Hewlett-Packard ActiveAnswers tools The site http://h18001.www1.hp.com/partners/microsoft/utilities/storagesystem.html provides a number of sizers, including those for Apache Web Server for Linux, Backup Solution, BroadVision One-to-One Enterprise 6.0 for Windows 2000, Citrix MetaFrame XP and Windows 2000 Terminal Services, Commerce One Enterprise Buyer Desktop Edition 2.0 for Windows NT or 2000, Microsoft Commerce Server for Windows 2000, Microsoft BizTalk Server 2000 on ProLiant DL360, Microsoft BizTalk Server 2000 on ProLiant DL320, Microsoft Internet Information Server for Windows NT, Microsoft Internet Information Services for Windows 2000, and Microsoft Solution for Internet Business.

Although these systems identify only particular models from Dell and Hewlett-Packard, you can be relatively certain that if a dual-processor server handles the load that the sizer suggests, someone else's dual-processor system or even your own home-built one will probably be in the right ballpark.

Capacity Planning Principles

It is possible to be a lot more precise when you have historical data guiding your selection of a server. In a real case scenario, you can determine the parameters necessary to get optimum performance by examining logs from the previous generation of server(s). With a running system, you can analyze how resources are utilized and where any bottlenecks might be, and you can determine the nature of the I/O for which you need to tune your system. Figure 20.2 shows the common steps in a capacity planning project.

Figure 20.2. A right sizing flowchart is a very useful tool when you are involved in a server resizing project.

Let's consider an example of how a capacity planning project might proceed.

The principles involved in capacity planning based on historical data are as follows:

Understand your application You need to know your application's characteristics, including how it uses network bandwidth, RAM, disk sector size for I/O, and other important factors. If you don't know this information and can't find it in your application's documentation, you can probably get the information from your vendor.

Point-based annotation data:
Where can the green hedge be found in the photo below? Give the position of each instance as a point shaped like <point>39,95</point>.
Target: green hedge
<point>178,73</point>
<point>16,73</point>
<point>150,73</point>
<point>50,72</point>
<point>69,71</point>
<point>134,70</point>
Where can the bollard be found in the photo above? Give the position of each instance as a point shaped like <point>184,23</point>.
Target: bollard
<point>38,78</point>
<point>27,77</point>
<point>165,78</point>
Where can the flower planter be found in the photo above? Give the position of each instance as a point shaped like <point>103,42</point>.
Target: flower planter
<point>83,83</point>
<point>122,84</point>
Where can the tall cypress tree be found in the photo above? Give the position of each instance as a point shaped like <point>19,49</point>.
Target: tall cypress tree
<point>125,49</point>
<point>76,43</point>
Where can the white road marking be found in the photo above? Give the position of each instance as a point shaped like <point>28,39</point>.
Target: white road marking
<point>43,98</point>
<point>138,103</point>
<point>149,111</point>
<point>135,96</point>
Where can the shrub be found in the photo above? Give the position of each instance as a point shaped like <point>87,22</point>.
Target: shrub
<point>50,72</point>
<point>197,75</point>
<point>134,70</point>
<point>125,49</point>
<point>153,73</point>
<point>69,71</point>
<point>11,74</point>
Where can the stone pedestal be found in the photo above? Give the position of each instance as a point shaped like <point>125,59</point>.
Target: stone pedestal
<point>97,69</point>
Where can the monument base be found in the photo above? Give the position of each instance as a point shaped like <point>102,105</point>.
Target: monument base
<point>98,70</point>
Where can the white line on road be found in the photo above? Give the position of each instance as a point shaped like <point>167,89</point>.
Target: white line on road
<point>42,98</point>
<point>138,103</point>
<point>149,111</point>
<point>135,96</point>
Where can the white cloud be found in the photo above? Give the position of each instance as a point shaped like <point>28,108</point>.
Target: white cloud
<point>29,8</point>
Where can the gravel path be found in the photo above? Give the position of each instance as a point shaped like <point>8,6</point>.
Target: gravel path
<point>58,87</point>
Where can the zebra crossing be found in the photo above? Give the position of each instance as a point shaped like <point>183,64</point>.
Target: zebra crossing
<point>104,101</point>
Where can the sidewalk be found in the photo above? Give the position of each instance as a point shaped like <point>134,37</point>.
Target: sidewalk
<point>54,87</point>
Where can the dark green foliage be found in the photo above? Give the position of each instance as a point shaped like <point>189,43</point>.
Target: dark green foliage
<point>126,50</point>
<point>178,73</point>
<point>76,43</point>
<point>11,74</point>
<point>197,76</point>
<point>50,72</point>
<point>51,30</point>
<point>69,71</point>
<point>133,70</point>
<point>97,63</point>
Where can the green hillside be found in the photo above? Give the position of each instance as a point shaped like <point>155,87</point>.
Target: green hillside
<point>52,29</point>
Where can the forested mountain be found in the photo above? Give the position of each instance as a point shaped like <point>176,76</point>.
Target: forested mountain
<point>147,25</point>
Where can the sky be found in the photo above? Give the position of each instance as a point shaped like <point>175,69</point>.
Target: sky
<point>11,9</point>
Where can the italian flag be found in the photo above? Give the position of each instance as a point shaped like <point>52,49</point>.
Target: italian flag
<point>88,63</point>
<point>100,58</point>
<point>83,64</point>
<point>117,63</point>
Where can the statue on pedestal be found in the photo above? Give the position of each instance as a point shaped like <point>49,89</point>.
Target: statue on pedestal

- _EXERCISE_
Using the server sizing text above, decide whether each statement agrees with it, answering yes or no and quoting the deciding words: 1. The ActiveAnswers site offers a sizer for Citrix MetaFrame XP. 2. The sizers identify models from many different vendors. 3. If the documentation lacks an application's characteristics, the vendor can probably supply them.

- _TASK ANSWER_
1. Yes: "Citrix MetaFrame XP and Windows 2000 Terminal Services"
2. No: "these systems identify only particular models from Dell and Hewlett-Packard"
3. Yes: "If you don't know this information and can't find it in your application's documentation, you can probably get the information from your vendor."